----- Input for this task -----
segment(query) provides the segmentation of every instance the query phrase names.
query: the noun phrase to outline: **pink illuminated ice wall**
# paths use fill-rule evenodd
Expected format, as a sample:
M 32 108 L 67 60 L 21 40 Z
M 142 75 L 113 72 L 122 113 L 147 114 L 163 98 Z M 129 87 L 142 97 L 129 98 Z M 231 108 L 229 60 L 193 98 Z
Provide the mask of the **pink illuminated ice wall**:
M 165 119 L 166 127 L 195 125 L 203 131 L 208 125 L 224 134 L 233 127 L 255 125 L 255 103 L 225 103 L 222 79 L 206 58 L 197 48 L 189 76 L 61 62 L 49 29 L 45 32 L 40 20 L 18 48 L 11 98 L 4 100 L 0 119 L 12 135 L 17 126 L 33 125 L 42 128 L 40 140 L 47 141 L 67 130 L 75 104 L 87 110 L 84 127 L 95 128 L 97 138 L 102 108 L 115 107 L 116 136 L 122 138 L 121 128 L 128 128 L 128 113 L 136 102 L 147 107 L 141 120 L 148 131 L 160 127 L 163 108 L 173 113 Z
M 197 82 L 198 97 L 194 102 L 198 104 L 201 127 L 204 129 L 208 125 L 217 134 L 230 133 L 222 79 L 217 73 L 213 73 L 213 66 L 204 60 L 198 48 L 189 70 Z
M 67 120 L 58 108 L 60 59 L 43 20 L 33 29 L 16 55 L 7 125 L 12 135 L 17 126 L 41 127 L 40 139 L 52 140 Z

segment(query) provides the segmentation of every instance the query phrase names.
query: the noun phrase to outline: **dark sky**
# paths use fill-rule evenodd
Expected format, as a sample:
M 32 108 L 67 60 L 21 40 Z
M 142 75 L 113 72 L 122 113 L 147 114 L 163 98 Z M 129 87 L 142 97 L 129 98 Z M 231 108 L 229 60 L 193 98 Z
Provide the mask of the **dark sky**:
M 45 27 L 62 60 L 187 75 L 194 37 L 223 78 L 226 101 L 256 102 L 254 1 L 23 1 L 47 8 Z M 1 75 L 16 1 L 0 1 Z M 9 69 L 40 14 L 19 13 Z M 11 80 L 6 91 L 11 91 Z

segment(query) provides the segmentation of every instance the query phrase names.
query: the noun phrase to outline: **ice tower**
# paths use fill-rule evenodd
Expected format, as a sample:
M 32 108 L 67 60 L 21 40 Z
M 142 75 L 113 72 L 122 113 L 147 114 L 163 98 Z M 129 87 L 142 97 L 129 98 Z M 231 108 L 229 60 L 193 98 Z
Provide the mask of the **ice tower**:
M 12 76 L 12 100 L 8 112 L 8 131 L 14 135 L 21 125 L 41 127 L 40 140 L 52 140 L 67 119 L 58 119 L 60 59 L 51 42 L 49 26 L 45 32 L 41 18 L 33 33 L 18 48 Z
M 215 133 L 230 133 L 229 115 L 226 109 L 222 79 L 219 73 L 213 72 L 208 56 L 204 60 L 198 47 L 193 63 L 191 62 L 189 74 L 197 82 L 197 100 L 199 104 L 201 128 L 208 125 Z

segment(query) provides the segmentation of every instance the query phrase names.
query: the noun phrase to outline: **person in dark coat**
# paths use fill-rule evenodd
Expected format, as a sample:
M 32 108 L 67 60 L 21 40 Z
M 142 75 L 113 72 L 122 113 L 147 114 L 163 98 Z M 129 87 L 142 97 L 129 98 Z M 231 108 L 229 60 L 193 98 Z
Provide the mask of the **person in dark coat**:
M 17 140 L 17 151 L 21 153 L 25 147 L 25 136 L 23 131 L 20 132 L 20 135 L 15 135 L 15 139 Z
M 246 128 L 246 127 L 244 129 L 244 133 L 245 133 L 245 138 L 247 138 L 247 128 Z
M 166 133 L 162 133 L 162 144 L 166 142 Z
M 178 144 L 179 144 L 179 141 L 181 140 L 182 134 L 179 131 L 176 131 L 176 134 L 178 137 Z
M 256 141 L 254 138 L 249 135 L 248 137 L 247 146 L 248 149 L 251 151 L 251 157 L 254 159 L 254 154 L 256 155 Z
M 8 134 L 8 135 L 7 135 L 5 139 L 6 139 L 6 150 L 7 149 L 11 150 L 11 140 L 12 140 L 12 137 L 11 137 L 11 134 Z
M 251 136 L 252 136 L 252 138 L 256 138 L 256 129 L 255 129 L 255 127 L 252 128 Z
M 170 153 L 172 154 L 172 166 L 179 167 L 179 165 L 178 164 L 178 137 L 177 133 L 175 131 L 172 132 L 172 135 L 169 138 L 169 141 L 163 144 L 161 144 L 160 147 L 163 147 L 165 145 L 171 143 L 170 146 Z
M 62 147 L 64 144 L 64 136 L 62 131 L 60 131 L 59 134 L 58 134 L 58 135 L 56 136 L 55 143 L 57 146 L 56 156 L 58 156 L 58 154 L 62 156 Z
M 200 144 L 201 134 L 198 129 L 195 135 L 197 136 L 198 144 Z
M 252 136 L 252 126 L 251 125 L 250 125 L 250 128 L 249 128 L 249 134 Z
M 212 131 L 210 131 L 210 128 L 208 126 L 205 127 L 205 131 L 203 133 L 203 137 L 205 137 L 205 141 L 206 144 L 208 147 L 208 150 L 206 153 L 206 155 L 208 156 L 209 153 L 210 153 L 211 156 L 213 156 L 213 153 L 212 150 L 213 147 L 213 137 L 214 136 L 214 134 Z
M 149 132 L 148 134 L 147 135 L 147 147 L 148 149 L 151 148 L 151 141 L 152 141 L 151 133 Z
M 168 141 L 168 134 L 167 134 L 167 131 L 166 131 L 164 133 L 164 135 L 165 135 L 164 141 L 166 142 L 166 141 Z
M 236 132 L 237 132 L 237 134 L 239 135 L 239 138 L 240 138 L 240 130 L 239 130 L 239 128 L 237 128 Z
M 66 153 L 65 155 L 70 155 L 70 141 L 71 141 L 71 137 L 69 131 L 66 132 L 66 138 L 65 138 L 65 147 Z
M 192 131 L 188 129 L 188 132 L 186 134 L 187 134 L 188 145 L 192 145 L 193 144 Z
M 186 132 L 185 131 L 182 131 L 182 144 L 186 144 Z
-----
Nothing in the listing may be changed; retype it all exactly.

> [Result of this exercise]
segment(query) provides the segmentation of every instance the query phrase names.
query: the noun phrase to outline: **pink illuminated ice wall**
# paths use fill-rule evenodd
Expected format, as a sample:
M 32 108 L 67 60 L 21 40 Z
M 142 75 L 113 72 L 122 113 L 147 114 L 163 98 Z M 129 87 L 142 97 L 129 98 Z M 231 108 L 229 60 L 193 98 Z
Provide the mask of the **pink illuminated ice wall**:
M 165 119 L 166 127 L 195 125 L 203 131 L 208 125 L 224 134 L 233 127 L 255 125 L 255 103 L 225 103 L 222 79 L 206 58 L 197 48 L 189 76 L 61 62 L 49 29 L 45 32 L 40 20 L 18 48 L 11 98 L 4 100 L 0 119 L 12 135 L 17 126 L 33 125 L 42 128 L 40 140 L 47 141 L 67 130 L 75 104 L 87 110 L 84 127 L 95 128 L 97 138 L 102 108 L 115 107 L 116 136 L 122 138 L 121 128 L 128 128 L 128 113 L 136 102 L 147 107 L 141 120 L 148 131 L 160 127 L 163 108 L 173 113 Z
M 197 82 L 198 97 L 194 102 L 198 104 L 201 127 L 204 129 L 208 125 L 217 134 L 230 133 L 222 79 L 217 73 L 213 73 L 213 66 L 204 60 L 198 48 L 189 70 Z
M 67 120 L 58 108 L 60 59 L 43 20 L 33 29 L 16 55 L 7 125 L 12 135 L 17 126 L 41 127 L 40 139 L 52 140 Z

segment(query) provides the segmentation of every instance the query phrase names.
query: the noun phrase to outline: **dark sky**
# paths use fill-rule evenodd
Expected format, as a sample:
M 32 108 L 67 60 L 21 40 Z
M 142 75 L 113 72 L 122 113 L 147 114 L 163 98 Z M 129 87 L 142 97 L 129 98 Z M 231 108 L 229 60 L 193 98 Z
Provide the mask of the **dark sky**:
M 45 27 L 62 60 L 187 75 L 194 37 L 223 78 L 226 101 L 256 102 L 254 1 L 23 1 L 47 8 Z M 1 75 L 16 1 L 0 1 Z M 9 69 L 40 14 L 19 13 Z M 11 80 L 6 91 L 11 91 Z

segment(query) provides the segmentation of every instance the query phrase names.
query: the noun phrase to outline: **ice tower**
# paths use fill-rule evenodd
Expected format, as a sample:
M 32 108 L 67 60 L 21 40 Z
M 142 75 L 113 72 L 122 113 L 147 114 L 163 98 Z M 129 87 L 142 97 L 129 98 Z M 231 108 L 229 60 L 193 98 Z
Provide the mask of the **ice tower**:
M 12 76 L 12 100 L 8 112 L 8 131 L 14 135 L 21 125 L 41 127 L 40 140 L 52 140 L 67 119 L 58 119 L 60 59 L 51 42 L 49 26 L 45 32 L 41 18 L 33 33 L 18 48 Z
M 215 133 L 230 133 L 229 115 L 226 109 L 222 79 L 219 73 L 213 72 L 208 56 L 204 60 L 198 47 L 193 63 L 191 62 L 189 74 L 197 82 L 197 100 L 199 104 L 201 128 L 208 125 Z

segment(query) provides the segmentation of every instance the query phrase names.
query: the noun phrase to outline: **person in dark coat**
# paths use fill-rule evenodd
Expected format, as a sample:
M 32 108 L 67 60 L 21 40 Z
M 142 75 L 113 72 L 122 113 L 147 114 L 163 98 Z M 129 87 L 142 97 L 129 98 Z M 231 108 L 229 60 L 193 98 Z
Provide the mask of the **person in dark coat**:
M 17 140 L 17 151 L 21 153 L 25 147 L 25 136 L 23 131 L 20 132 L 20 135 L 15 135 L 15 139 Z
M 246 128 L 246 127 L 244 129 L 244 133 L 245 133 L 245 138 L 247 138 L 247 128 Z
M 166 133 L 162 133 L 162 144 L 166 142 Z
M 178 144 L 179 144 L 179 141 L 181 140 L 182 134 L 179 131 L 176 131 L 176 134 L 178 137 Z
M 256 141 L 254 138 L 249 135 L 248 137 L 247 146 L 248 149 L 251 151 L 251 157 L 254 159 L 254 154 L 256 155 Z
M 8 134 L 8 135 L 7 135 L 5 139 L 6 139 L 6 150 L 7 149 L 11 150 L 11 140 L 12 140 L 12 137 L 11 137 L 11 134 Z
M 251 136 L 252 136 L 252 138 L 256 138 L 256 129 L 255 129 L 255 127 L 252 128 Z
M 170 153 L 172 154 L 172 166 L 179 167 L 179 165 L 178 164 L 178 137 L 177 133 L 175 131 L 172 132 L 172 135 L 169 138 L 169 141 L 163 144 L 161 144 L 160 147 L 163 147 L 165 145 L 171 143 L 170 146 Z
M 62 147 L 64 144 L 64 136 L 62 131 L 60 131 L 59 134 L 58 134 L 58 135 L 56 136 L 55 143 L 57 146 L 56 156 L 58 156 L 58 154 L 62 156 Z
M 200 144 L 201 134 L 198 129 L 195 135 L 197 136 L 198 144 Z
M 252 136 L 252 126 L 251 125 L 250 125 L 250 128 L 249 128 L 249 134 Z
M 212 131 L 210 131 L 210 128 L 208 126 L 205 127 L 205 131 L 203 133 L 203 137 L 205 137 L 205 141 L 206 144 L 208 147 L 208 150 L 206 153 L 206 155 L 208 156 L 209 153 L 210 153 L 211 156 L 213 156 L 213 153 L 212 150 L 213 147 L 213 137 L 214 136 L 214 134 Z
M 149 132 L 148 134 L 147 135 L 147 147 L 148 149 L 151 148 L 151 141 L 152 141 L 151 133 Z
M 168 141 L 168 134 L 167 134 L 167 131 L 166 131 L 164 133 L 164 135 L 165 135 L 164 141 L 166 142 L 166 141 Z
M 236 132 L 237 132 L 237 134 L 239 135 L 239 138 L 240 138 L 240 130 L 239 130 L 239 128 L 237 128 Z
M 66 153 L 65 155 L 70 155 L 70 141 L 71 141 L 71 137 L 69 131 L 66 132 L 66 138 L 65 138 L 65 147 Z
M 192 131 L 188 129 L 188 132 L 186 134 L 187 134 L 188 145 L 192 145 L 193 144 Z
M 186 132 L 185 131 L 182 131 L 182 144 L 186 144 Z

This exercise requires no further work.